[BEGIN Provided material]
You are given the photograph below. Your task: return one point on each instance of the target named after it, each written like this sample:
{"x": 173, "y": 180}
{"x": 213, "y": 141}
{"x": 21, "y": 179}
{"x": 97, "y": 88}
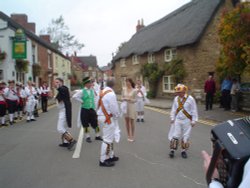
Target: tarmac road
{"x": 30, "y": 157}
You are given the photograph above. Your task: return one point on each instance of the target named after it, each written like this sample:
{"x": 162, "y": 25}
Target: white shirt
{"x": 79, "y": 94}
{"x": 189, "y": 106}
{"x": 143, "y": 90}
{"x": 44, "y": 89}
{"x": 30, "y": 93}
{"x": 110, "y": 103}
{"x": 10, "y": 94}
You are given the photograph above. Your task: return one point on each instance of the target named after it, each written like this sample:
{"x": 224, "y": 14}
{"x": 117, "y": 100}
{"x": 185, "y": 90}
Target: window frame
{"x": 151, "y": 58}
{"x": 170, "y": 54}
{"x": 169, "y": 83}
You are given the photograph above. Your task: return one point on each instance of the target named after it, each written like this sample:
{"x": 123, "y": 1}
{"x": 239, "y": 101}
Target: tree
{"x": 60, "y": 36}
{"x": 234, "y": 35}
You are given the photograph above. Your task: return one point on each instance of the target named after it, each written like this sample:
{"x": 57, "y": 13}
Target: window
{"x": 123, "y": 82}
{"x": 135, "y": 59}
{"x": 1, "y": 74}
{"x": 169, "y": 54}
{"x": 123, "y": 63}
{"x": 168, "y": 83}
{"x": 151, "y": 58}
{"x": 33, "y": 54}
{"x": 49, "y": 61}
{"x": 86, "y": 74}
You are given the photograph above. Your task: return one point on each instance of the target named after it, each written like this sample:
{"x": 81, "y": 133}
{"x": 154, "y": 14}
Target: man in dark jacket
{"x": 65, "y": 114}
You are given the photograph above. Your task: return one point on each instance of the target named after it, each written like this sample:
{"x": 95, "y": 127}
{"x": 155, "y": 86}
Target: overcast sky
{"x": 102, "y": 25}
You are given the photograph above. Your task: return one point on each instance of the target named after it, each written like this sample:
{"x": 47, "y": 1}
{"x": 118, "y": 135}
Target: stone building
{"x": 188, "y": 33}
{"x": 43, "y": 59}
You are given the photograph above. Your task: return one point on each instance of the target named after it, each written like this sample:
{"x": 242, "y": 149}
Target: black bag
{"x": 231, "y": 144}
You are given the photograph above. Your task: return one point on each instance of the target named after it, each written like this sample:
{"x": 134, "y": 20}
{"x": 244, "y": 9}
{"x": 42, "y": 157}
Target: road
{"x": 30, "y": 157}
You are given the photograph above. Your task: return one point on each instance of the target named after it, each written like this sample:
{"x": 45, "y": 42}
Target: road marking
{"x": 206, "y": 122}
{"x": 78, "y": 148}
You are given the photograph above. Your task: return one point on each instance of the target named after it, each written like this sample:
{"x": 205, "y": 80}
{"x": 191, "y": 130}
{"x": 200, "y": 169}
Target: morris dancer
{"x": 108, "y": 113}
{"x": 11, "y": 99}
{"x": 140, "y": 100}
{"x": 3, "y": 103}
{"x": 30, "y": 93}
{"x": 183, "y": 117}
{"x": 88, "y": 114}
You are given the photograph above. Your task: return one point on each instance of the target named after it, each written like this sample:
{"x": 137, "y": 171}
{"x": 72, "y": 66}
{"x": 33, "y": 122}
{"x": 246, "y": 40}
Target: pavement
{"x": 215, "y": 116}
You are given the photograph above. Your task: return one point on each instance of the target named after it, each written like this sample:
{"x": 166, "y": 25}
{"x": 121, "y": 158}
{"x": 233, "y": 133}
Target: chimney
{"x": 45, "y": 37}
{"x": 140, "y": 25}
{"x": 22, "y": 19}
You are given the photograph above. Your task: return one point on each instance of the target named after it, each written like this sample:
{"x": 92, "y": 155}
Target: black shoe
{"x": 184, "y": 154}
{"x": 106, "y": 163}
{"x": 98, "y": 138}
{"x": 88, "y": 140}
{"x": 65, "y": 145}
{"x": 113, "y": 159}
{"x": 171, "y": 154}
{"x": 71, "y": 145}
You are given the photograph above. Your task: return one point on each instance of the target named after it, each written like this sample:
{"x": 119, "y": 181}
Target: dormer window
{"x": 169, "y": 54}
{"x": 151, "y": 58}
{"x": 135, "y": 59}
{"x": 123, "y": 63}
[END Provided material]
#### [Your objective]
Reproduce the whole listing exactly, but not the images in it.

#### [Exercise response]
You are given the photograph below. Your task: return one point on each instance of the target named after it, each written like this sample:
{"x": 173, "y": 180}
{"x": 213, "y": 141}
{"x": 21, "y": 179}
{"x": 97, "y": 88}
Target: tarmac road
{"x": 30, "y": 157}
You are given the photograph above. Your task: return one point on each instance of the target named after it, each written like this sample:
{"x": 162, "y": 25}
Target: white shirt
{"x": 79, "y": 94}
{"x": 189, "y": 106}
{"x": 143, "y": 90}
{"x": 44, "y": 89}
{"x": 30, "y": 93}
{"x": 110, "y": 103}
{"x": 10, "y": 94}
You are given the photograph above. Your task: return one point on each instance of the target named after it, each written like this sample:
{"x": 224, "y": 14}
{"x": 117, "y": 100}
{"x": 185, "y": 90}
Target: window frame
{"x": 151, "y": 58}
{"x": 170, "y": 54}
{"x": 169, "y": 83}
You are given the photograph above. Your task: return one point on each instance of the target named after it, each written like this sample:
{"x": 123, "y": 1}
{"x": 239, "y": 101}
Target: tree
{"x": 60, "y": 36}
{"x": 234, "y": 35}
You are given the photograph above. Your task: return one point on each instance of the target named after it, each written like this sample:
{"x": 57, "y": 13}
Target: window
{"x": 123, "y": 82}
{"x": 135, "y": 59}
{"x": 1, "y": 74}
{"x": 169, "y": 54}
{"x": 123, "y": 63}
{"x": 168, "y": 83}
{"x": 151, "y": 58}
{"x": 33, "y": 54}
{"x": 49, "y": 61}
{"x": 86, "y": 74}
You are given the photograph above. Your task: return one point on each instance of the target named after it, each written like this sample:
{"x": 81, "y": 133}
{"x": 154, "y": 14}
Target: man in dark jacket
{"x": 65, "y": 114}
You are given the photograph above. Your task: return one point on each instance of the target named after it, each written like this sample:
{"x": 95, "y": 127}
{"x": 155, "y": 86}
Target: overcast sky
{"x": 102, "y": 25}
You are given the photograph above. Your task: return one point on each instance of the target named after it, each written like this sample:
{"x": 47, "y": 1}
{"x": 118, "y": 135}
Target: stone building
{"x": 188, "y": 33}
{"x": 43, "y": 59}
You are given the photograph above. Your task: return one point on each instance of the target named after it, each written like this sample:
{"x": 242, "y": 149}
Target: black bag
{"x": 231, "y": 144}
You are given the photograph above. Your task: return one point on each instance of the target named after it, each written like this sample:
{"x": 134, "y": 20}
{"x": 244, "y": 9}
{"x": 42, "y": 157}
Target: road
{"x": 30, "y": 157}
You are given the photograph above. Your task: return one point on each instance of the target named after it, each written like this sample:
{"x": 45, "y": 42}
Target: road marking
{"x": 206, "y": 122}
{"x": 78, "y": 148}
You are given the photograph above. Your task: return one point on each instance of the target named after it, each written like this sample:
{"x": 205, "y": 80}
{"x": 191, "y": 130}
{"x": 200, "y": 169}
Target: morris dancer
{"x": 108, "y": 113}
{"x": 11, "y": 99}
{"x": 140, "y": 100}
{"x": 3, "y": 103}
{"x": 30, "y": 93}
{"x": 183, "y": 117}
{"x": 88, "y": 114}
You are given the photograph above. Your task: return one point on each instance of the target named after it, each written like this sample:
{"x": 137, "y": 171}
{"x": 72, "y": 66}
{"x": 33, "y": 122}
{"x": 246, "y": 40}
Target: pavement
{"x": 215, "y": 116}
You are given the photograph above. Your task: return one point on each instance of the target named after it, each written like this sample:
{"x": 166, "y": 25}
{"x": 121, "y": 158}
{"x": 233, "y": 133}
Target: chimney
{"x": 45, "y": 37}
{"x": 140, "y": 25}
{"x": 22, "y": 19}
You are given the photograph above. Your task: return one point on each instance of the target named after it, each written like this sample:
{"x": 92, "y": 155}
Target: black shoe
{"x": 184, "y": 154}
{"x": 106, "y": 163}
{"x": 98, "y": 138}
{"x": 88, "y": 140}
{"x": 65, "y": 145}
{"x": 113, "y": 159}
{"x": 171, "y": 154}
{"x": 71, "y": 145}
You are given the photograph above. Your task: return one point on each instance of the target named after it, each written like this sample:
{"x": 119, "y": 181}
Target: dormer window
{"x": 169, "y": 54}
{"x": 151, "y": 58}
{"x": 135, "y": 59}
{"x": 123, "y": 63}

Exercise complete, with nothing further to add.